→ **PROBLEM DETAILS**: Every entry should be repeated exactly. Omit the pictures.

→ **ENTRIES SUPPLIED**:
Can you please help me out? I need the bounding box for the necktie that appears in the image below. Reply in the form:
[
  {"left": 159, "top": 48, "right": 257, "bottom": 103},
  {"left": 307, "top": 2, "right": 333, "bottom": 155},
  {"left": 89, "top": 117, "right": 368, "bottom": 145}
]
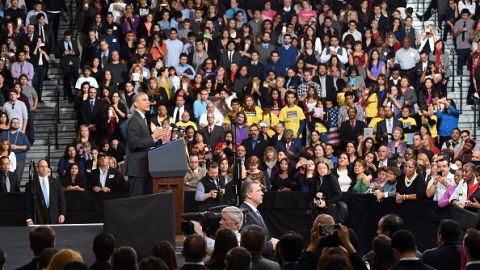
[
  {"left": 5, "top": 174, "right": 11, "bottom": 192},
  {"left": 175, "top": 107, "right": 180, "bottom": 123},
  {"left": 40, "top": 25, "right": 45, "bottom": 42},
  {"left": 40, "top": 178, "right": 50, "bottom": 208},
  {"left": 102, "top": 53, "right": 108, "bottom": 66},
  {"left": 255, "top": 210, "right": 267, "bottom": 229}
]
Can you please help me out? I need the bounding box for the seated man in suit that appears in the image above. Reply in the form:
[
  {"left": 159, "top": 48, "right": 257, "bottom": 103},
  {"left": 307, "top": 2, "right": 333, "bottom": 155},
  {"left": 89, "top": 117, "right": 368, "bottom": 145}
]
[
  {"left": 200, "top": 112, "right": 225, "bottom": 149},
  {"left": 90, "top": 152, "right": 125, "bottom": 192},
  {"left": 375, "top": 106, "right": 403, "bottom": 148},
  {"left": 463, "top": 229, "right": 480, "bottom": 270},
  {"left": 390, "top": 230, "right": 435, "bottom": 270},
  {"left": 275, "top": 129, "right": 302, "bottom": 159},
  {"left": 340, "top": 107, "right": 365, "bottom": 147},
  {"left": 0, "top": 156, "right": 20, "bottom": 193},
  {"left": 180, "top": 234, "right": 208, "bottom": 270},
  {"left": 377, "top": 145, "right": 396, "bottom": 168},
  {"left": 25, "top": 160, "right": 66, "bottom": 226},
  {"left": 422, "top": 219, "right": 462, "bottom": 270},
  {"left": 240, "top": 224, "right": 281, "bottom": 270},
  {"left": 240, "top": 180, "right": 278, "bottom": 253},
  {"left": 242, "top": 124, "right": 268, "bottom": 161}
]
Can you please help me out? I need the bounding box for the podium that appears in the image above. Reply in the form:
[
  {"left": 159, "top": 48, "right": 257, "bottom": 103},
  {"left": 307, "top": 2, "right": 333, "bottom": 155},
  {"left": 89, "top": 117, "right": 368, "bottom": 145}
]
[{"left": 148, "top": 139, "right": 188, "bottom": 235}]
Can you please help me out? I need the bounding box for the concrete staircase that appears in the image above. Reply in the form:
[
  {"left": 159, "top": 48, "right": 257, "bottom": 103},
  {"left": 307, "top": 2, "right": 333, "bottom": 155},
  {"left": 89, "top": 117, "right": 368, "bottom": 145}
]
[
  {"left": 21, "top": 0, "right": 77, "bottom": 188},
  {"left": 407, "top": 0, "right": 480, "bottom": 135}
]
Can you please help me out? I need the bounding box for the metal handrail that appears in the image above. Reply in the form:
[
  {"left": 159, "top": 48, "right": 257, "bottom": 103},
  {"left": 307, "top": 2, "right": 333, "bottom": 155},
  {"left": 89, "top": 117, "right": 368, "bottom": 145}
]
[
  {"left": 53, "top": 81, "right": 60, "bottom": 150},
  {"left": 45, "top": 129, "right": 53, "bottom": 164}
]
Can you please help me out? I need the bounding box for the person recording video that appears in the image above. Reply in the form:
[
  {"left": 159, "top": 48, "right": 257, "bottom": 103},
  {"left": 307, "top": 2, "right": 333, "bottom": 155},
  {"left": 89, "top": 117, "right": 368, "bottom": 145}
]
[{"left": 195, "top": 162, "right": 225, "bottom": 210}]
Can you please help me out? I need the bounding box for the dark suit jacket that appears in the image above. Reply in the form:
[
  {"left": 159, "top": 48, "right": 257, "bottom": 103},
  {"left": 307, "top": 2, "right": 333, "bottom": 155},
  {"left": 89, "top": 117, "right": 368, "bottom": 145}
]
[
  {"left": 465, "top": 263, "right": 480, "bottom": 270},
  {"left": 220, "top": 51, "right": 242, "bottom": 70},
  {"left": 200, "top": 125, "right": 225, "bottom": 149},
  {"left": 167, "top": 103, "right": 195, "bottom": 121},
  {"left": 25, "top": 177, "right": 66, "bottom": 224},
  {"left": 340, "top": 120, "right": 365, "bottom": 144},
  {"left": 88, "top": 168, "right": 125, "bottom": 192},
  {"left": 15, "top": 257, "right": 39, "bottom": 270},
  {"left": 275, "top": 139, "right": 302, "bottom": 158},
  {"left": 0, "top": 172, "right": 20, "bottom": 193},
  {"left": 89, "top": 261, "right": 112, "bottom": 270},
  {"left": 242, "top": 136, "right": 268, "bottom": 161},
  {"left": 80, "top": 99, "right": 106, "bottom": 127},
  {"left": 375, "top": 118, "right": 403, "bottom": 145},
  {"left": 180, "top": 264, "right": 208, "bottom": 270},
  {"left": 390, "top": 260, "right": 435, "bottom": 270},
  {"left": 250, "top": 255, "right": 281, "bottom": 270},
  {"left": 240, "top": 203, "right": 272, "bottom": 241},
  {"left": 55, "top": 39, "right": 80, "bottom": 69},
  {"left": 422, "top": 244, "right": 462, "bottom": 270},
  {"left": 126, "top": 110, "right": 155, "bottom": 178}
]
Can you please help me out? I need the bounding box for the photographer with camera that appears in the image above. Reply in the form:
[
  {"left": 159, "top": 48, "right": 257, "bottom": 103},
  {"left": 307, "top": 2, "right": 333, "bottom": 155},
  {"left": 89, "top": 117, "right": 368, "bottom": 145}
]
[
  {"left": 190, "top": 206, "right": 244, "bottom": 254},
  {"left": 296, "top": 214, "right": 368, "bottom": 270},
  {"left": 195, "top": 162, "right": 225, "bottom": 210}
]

→ **RESPONSE FOR THIS EXERCISE**:
Can you please help me out? I need the bounding box for the necktie that appears in the image below. Reply in the form:
[
  {"left": 159, "top": 48, "right": 257, "bottom": 103},
  {"left": 307, "top": 2, "right": 333, "bottom": 155},
  {"left": 89, "top": 117, "right": 368, "bottom": 145}
]
[
  {"left": 5, "top": 174, "right": 11, "bottom": 192},
  {"left": 175, "top": 107, "right": 180, "bottom": 123},
  {"left": 40, "top": 25, "right": 45, "bottom": 42},
  {"left": 40, "top": 178, "right": 50, "bottom": 208},
  {"left": 102, "top": 53, "right": 108, "bottom": 66},
  {"left": 255, "top": 210, "right": 267, "bottom": 229}
]
Can you please help me out? I need the bounding box for the seated man in suit that appears in the image above. Reply in the form:
[
  {"left": 159, "top": 48, "right": 257, "bottom": 103},
  {"left": 307, "top": 2, "right": 333, "bottom": 155},
  {"left": 89, "top": 117, "right": 368, "bottom": 145}
]
[
  {"left": 200, "top": 112, "right": 225, "bottom": 149},
  {"left": 90, "top": 152, "right": 125, "bottom": 192},
  {"left": 375, "top": 106, "right": 403, "bottom": 148},
  {"left": 463, "top": 229, "right": 480, "bottom": 270},
  {"left": 390, "top": 230, "right": 435, "bottom": 270},
  {"left": 275, "top": 129, "right": 302, "bottom": 159},
  {"left": 340, "top": 107, "right": 365, "bottom": 147},
  {"left": 0, "top": 156, "right": 20, "bottom": 193},
  {"left": 180, "top": 234, "right": 208, "bottom": 270},
  {"left": 377, "top": 145, "right": 396, "bottom": 168},
  {"left": 25, "top": 160, "right": 66, "bottom": 226},
  {"left": 422, "top": 219, "right": 462, "bottom": 270},
  {"left": 240, "top": 224, "right": 281, "bottom": 270},
  {"left": 240, "top": 180, "right": 278, "bottom": 253},
  {"left": 242, "top": 124, "right": 268, "bottom": 161}
]
Can you please help me out? I need the bounding box for the podium that appears in the image above. Reply in the form:
[
  {"left": 159, "top": 48, "right": 257, "bottom": 103},
  {"left": 307, "top": 2, "right": 333, "bottom": 155},
  {"left": 89, "top": 117, "right": 368, "bottom": 145}
]
[{"left": 148, "top": 139, "right": 188, "bottom": 235}]
Can you please help me out? I need the bounding box for the concrete staircase that appears in the image above. Reply in the form:
[
  {"left": 159, "top": 48, "right": 257, "bottom": 103},
  {"left": 307, "top": 2, "right": 333, "bottom": 155},
  {"left": 89, "top": 117, "right": 368, "bottom": 145}
]
[
  {"left": 21, "top": 0, "right": 77, "bottom": 188},
  {"left": 407, "top": 0, "right": 480, "bottom": 135}
]
Can you please help me out? I need the bounding box for the metal handrail that appears in the image above. Reply in the form:
[
  {"left": 159, "top": 48, "right": 257, "bottom": 103},
  {"left": 307, "top": 2, "right": 333, "bottom": 155},
  {"left": 89, "top": 117, "right": 368, "bottom": 145}
]
[
  {"left": 53, "top": 81, "right": 60, "bottom": 150},
  {"left": 45, "top": 129, "right": 53, "bottom": 164}
]
Can you please help me out? I need the bounding box for the person recording video that appears in the image above. Reply in the form:
[
  {"left": 159, "top": 48, "right": 257, "bottom": 103},
  {"left": 307, "top": 2, "right": 333, "bottom": 155},
  {"left": 89, "top": 117, "right": 368, "bottom": 145}
]
[{"left": 195, "top": 162, "right": 225, "bottom": 210}]
Can you please help me out? I need the bounding box for the dark suit jacket that appears in the image above. Reply in the form:
[
  {"left": 159, "top": 48, "right": 257, "bottom": 103},
  {"left": 307, "top": 2, "right": 333, "bottom": 155},
  {"left": 89, "top": 117, "right": 368, "bottom": 145}
]
[
  {"left": 465, "top": 263, "right": 480, "bottom": 270},
  {"left": 220, "top": 51, "right": 242, "bottom": 70},
  {"left": 200, "top": 125, "right": 225, "bottom": 149},
  {"left": 167, "top": 103, "right": 195, "bottom": 121},
  {"left": 25, "top": 177, "right": 66, "bottom": 224},
  {"left": 340, "top": 120, "right": 365, "bottom": 144},
  {"left": 88, "top": 168, "right": 125, "bottom": 192},
  {"left": 15, "top": 257, "right": 39, "bottom": 270},
  {"left": 275, "top": 139, "right": 302, "bottom": 158},
  {"left": 0, "top": 172, "right": 20, "bottom": 193},
  {"left": 89, "top": 261, "right": 112, "bottom": 270},
  {"left": 242, "top": 136, "right": 268, "bottom": 161},
  {"left": 80, "top": 99, "right": 106, "bottom": 127},
  {"left": 375, "top": 118, "right": 403, "bottom": 145},
  {"left": 180, "top": 264, "right": 208, "bottom": 270},
  {"left": 390, "top": 260, "right": 435, "bottom": 270},
  {"left": 250, "top": 255, "right": 281, "bottom": 270},
  {"left": 240, "top": 203, "right": 272, "bottom": 241},
  {"left": 55, "top": 39, "right": 80, "bottom": 69},
  {"left": 422, "top": 244, "right": 462, "bottom": 270},
  {"left": 126, "top": 110, "right": 155, "bottom": 178}
]
Can you please help me out? I need the bounding box for the photographer with camera that appears in the image above. Reply in the form:
[
  {"left": 159, "top": 48, "right": 257, "bottom": 103},
  {"left": 307, "top": 2, "right": 333, "bottom": 155},
  {"left": 89, "top": 117, "right": 368, "bottom": 145}
]
[
  {"left": 190, "top": 206, "right": 244, "bottom": 254},
  {"left": 296, "top": 214, "right": 368, "bottom": 270},
  {"left": 195, "top": 162, "right": 225, "bottom": 210}
]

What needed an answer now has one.